TEXT SHOWN
In addition, the Board has created several standing committees (the Executive Committee; the Dividend Committee; the Audit Committee; the Compliance, Risk Management and Regulatory Oversight Committee; the Nominating and Governance Committee; the Open-End Funds Committee; and the Closed-End Funds Committee). The Open-End Funds Committee and Closed-End Funds Committee are intended to assist the full Board in monitoring and gaining a deeper insight into the distinctive business practices of closed-end and open-end funds. These two Committees have met prior to each quarterly Board meeting, and the Adviser provided presentations to these Committees permitting them to delve further into specific matters or initiatives impacting the respective product line.
Further, the Board continued its program of seeking to have the Board Members or a subset thereof visit each sub-adviser to the Nuveen funds and meet key investment and business personnel at least once over a multiple year rotation. In this regard, the Independent Board Members made site visits to certain equity and fixed income teams of the Sub-Adviser in September 2013 and met with the Sub-Adviser’s municipal team at the August and November 2013 quarterly meetings.
The Board considered the information provided and knowledge gained at these meetings and visits during the year when performing its annual review of the Original Advisory Agreements and its review of the New Advisory Agreements. The Independent Board Members also were assisted throughout the process by independent legal counsel. During the course of the year and during their deliberations regarding the review of advisory contracts, the Independent Board Members met with independent legal counsel in executive sessions without management present. In addition, it is important to recognize that the management arrangements for the funds are the result of many years of review and discussion between the Independent Board Members and Nuveen fund management and that the Board Members’ conclusions may be based, in part, on their consideration of fee arrangements and other factors developed in previous years.

DATA
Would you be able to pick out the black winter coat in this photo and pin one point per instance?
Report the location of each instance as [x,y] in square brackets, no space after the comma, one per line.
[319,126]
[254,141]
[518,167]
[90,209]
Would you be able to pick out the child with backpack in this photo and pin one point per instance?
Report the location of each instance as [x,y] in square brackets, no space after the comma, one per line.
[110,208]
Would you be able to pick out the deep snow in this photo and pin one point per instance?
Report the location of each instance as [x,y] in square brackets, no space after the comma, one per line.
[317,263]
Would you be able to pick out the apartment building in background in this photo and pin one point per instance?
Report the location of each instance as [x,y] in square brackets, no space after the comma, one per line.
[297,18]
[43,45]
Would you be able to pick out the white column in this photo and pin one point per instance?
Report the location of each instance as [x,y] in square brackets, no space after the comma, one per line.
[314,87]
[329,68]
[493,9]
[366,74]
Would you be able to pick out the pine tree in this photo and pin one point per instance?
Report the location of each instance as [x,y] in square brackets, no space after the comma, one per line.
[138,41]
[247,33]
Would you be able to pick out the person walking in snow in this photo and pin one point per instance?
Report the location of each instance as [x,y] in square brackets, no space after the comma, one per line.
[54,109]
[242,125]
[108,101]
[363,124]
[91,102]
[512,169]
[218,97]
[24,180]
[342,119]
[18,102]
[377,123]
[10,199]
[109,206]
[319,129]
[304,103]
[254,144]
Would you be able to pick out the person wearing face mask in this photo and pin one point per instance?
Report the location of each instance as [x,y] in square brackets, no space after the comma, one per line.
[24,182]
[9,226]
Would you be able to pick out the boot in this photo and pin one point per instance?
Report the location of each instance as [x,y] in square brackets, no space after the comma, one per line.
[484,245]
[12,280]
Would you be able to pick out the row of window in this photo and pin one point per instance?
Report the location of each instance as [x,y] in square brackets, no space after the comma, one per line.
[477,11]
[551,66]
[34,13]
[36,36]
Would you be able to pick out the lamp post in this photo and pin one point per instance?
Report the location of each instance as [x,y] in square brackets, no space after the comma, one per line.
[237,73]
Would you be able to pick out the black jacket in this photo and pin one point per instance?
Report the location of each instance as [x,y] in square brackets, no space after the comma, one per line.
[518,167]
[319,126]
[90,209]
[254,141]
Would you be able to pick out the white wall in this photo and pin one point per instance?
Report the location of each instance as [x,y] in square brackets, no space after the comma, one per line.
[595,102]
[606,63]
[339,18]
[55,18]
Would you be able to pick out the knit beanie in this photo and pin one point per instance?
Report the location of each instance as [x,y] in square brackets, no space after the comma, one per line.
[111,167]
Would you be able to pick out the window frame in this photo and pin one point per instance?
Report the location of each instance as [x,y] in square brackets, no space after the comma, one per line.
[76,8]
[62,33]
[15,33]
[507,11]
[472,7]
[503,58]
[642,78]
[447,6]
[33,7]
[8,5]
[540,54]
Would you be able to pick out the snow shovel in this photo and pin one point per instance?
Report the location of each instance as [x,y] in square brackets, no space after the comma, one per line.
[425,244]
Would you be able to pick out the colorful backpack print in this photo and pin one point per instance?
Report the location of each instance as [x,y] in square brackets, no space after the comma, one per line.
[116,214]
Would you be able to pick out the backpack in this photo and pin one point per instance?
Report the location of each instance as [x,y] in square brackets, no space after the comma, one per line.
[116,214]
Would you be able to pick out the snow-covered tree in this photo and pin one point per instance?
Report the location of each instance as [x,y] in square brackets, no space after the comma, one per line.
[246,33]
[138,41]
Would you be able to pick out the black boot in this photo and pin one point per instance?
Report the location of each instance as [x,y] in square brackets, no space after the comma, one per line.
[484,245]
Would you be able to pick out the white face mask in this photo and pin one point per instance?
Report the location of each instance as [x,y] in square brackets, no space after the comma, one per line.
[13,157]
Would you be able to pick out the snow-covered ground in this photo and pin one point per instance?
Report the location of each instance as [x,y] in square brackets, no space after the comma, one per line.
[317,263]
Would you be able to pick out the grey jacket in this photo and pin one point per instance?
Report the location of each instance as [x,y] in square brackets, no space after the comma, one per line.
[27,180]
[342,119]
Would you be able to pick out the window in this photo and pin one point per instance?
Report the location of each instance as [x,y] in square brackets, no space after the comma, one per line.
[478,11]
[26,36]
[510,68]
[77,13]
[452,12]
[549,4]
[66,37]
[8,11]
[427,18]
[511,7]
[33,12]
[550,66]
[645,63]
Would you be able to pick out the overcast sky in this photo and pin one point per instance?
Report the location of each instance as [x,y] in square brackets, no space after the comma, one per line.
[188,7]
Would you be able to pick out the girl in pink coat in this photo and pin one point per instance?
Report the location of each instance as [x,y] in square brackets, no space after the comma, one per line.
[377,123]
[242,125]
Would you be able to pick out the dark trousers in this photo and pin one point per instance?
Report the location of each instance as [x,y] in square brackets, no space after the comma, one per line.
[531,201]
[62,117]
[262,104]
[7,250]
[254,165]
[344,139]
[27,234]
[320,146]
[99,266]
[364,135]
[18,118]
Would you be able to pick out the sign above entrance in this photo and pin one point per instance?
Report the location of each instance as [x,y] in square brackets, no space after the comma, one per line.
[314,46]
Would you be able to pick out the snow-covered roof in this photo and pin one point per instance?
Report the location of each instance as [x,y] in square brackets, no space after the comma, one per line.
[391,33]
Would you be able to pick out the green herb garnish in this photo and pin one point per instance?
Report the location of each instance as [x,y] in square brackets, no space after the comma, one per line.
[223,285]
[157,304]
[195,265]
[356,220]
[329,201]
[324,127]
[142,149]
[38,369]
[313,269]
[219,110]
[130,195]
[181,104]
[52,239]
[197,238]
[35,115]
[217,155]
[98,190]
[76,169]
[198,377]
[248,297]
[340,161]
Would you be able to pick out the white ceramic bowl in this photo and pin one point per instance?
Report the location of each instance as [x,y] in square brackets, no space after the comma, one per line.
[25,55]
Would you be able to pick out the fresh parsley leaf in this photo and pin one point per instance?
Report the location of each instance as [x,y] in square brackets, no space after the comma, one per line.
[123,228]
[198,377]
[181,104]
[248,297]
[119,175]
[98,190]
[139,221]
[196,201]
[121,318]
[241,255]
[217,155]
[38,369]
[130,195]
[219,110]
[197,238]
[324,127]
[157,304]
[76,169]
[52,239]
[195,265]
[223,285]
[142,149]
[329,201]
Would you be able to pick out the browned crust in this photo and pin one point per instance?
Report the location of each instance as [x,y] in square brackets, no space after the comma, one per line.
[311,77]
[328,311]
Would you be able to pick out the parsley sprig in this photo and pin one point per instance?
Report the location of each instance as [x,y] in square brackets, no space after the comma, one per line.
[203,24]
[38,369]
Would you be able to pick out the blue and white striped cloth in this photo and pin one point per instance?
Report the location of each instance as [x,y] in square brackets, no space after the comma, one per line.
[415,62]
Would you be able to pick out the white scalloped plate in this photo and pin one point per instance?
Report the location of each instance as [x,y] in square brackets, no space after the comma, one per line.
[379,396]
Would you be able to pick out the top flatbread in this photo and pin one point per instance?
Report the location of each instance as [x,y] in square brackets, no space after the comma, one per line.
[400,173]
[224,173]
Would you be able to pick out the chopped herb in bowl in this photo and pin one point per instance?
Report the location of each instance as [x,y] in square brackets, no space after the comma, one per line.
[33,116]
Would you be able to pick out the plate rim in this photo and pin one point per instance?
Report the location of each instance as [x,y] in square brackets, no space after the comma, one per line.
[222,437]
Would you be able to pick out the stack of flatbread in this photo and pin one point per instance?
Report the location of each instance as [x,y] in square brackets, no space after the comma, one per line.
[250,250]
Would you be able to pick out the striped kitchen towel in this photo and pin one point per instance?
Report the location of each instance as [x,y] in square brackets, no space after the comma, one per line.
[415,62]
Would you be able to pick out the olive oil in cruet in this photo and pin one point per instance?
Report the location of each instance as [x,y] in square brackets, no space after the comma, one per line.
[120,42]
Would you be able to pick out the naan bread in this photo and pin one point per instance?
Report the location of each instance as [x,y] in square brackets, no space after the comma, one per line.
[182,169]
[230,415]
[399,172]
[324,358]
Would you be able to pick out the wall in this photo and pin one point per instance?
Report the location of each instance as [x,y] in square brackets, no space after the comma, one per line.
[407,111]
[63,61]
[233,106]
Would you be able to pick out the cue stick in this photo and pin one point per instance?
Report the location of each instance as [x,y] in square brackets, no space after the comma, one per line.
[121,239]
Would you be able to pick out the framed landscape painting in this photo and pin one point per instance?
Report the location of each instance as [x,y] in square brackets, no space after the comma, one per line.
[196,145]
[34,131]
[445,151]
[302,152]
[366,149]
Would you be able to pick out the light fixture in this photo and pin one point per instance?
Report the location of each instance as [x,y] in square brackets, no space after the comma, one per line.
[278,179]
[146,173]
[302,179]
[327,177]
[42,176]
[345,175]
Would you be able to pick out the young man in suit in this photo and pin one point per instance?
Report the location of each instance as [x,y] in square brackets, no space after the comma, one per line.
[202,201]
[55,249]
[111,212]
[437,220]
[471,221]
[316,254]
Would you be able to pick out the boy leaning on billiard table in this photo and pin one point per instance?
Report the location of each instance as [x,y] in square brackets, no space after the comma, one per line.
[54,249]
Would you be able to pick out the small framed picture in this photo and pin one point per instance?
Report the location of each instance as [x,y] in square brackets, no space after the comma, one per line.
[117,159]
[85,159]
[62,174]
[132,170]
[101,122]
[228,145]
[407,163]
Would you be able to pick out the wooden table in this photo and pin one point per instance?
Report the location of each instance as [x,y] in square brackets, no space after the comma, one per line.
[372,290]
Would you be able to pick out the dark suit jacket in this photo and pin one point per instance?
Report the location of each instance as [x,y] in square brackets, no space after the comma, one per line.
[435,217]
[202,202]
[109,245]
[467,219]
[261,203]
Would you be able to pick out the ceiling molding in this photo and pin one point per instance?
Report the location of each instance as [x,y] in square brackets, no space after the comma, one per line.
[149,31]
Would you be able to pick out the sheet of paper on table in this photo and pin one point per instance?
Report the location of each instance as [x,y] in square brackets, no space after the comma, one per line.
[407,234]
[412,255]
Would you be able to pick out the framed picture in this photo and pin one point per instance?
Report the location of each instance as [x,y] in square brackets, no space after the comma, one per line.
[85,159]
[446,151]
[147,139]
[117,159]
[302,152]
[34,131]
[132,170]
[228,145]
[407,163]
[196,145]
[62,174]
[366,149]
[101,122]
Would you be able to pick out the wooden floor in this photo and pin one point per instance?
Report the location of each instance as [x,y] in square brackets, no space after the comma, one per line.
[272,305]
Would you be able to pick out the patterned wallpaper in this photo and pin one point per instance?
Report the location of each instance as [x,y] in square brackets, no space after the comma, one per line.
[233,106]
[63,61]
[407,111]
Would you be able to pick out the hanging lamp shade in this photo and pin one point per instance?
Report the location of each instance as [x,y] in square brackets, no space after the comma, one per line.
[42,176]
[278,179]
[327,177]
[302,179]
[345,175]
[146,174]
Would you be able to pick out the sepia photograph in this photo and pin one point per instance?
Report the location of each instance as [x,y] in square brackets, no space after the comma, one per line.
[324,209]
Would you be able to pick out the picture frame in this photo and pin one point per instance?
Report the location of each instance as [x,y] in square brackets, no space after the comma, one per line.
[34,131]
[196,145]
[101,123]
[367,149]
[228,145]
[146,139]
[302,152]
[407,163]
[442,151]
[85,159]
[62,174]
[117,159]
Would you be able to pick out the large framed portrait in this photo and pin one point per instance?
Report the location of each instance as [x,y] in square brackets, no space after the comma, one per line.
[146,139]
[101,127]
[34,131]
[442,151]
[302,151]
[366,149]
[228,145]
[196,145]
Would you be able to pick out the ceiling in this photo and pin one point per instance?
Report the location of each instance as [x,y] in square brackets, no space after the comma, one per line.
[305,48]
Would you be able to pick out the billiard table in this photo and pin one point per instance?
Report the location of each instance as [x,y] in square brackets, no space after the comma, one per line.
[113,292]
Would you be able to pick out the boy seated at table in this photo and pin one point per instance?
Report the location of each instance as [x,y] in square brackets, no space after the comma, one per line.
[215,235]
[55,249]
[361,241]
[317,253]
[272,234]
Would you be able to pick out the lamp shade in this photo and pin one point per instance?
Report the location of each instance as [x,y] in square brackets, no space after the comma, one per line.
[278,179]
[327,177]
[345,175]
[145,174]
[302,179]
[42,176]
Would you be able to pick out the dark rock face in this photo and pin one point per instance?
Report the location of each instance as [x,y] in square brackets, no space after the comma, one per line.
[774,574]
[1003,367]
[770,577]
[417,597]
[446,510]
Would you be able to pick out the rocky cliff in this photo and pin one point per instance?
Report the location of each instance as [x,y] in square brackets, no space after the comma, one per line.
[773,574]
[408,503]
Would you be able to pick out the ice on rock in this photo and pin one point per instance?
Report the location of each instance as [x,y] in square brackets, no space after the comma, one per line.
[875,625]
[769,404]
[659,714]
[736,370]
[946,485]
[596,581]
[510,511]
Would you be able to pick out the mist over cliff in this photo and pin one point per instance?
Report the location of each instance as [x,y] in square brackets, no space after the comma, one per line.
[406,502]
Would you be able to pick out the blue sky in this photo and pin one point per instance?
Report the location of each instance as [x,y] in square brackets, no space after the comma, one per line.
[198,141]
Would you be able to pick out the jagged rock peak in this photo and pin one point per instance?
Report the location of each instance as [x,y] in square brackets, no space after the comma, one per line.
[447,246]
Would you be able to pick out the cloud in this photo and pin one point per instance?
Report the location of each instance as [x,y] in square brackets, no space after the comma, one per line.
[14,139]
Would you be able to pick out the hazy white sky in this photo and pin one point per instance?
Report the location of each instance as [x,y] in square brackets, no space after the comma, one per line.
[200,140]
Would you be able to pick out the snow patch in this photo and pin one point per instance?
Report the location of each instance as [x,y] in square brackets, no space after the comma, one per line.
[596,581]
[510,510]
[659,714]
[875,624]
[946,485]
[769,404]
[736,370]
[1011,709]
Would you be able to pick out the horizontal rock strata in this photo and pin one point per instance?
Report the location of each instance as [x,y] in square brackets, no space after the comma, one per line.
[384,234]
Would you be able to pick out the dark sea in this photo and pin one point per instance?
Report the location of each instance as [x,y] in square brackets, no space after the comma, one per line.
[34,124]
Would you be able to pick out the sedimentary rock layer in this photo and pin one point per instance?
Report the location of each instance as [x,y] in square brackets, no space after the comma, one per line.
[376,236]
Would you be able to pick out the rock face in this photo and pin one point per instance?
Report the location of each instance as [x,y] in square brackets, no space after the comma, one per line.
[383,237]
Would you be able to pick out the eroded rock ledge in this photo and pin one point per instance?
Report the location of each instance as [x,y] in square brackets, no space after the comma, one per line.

STATED GOAL A
Answer these about the Nuveen fund board text, one line each:
(i) Which two committees are meant to help the full Board understand the business practices of closed-end and open-end funds?
(ii) In what month and year did the Independent Board Members visit certain equity and fixed income teams of the Sub-Adviser?
(iii) Who assisted the Independent Board Members throughout the process?
STATED GOAL B
Reproduce the Nuveen fund board text word for word, from "In addition, the" to "respective product line.".
STATED GOAL C
Carry on the Nuveen fund board text from where it stops.

TASK RESPONSE A
(i) The Open-End Funds Committee and the Closed-End Funds Committee
(ii) September 2013
(iii) Independent legal counsel

TASK RESPONSE B
In addition, the Board has created several standing committees (the Executive Committee; the Dividend Committee; the Audit Committee; the Compliance, Risk Management and Regulatory Oversight Committee; the Nominating and Governance Committee; the Open-End Funds Committee; and the Closed-End Funds Committee). The Open-End Funds Committee and Closed-End Funds Committee are intended to assist the full Board in monitoring and gaining a deeper insight into the distinctive business practices of closed-end and open-end funds. These two Committees have met prior to each quarterly Board meeting, and the Adviser provided presentations to these Committees permitting them to delve further into specific matters or initiatives impacting the respective product line.

TASK RESPONSE C
The Board considered all factors it believed relevant with respect to each Fund, including, among other things: (a) the nature, extent and quality of the services provided by the Fund Advisers, (b) the investment performance of the Fund and the Fund Advisers, (c) the advisory fees and costs of the services to be provided to the Fund and the profitability of the Fund Advisers, (d) the extent of any economies of scale, (e) any benefits derived by the Fund Advisers from the relationship with the Fund and (f) other factors. With respect to the New Advisory Agreements, the Board also considered the Transaction and its impact on the foregoing factors. Each Board Member may have accorded different weight to the various factors in reaching his or her conclusions with respect to a Fund’s Original Advisory Agreements and New Advisory Agreements. The Independent Board Members did not identify any single factor as all-important or controlling. The Independent Board Members’ considerations were instead based on a comprehensive consideration of all the information presented. The principal factors considered by the Board and its conclusions are described below.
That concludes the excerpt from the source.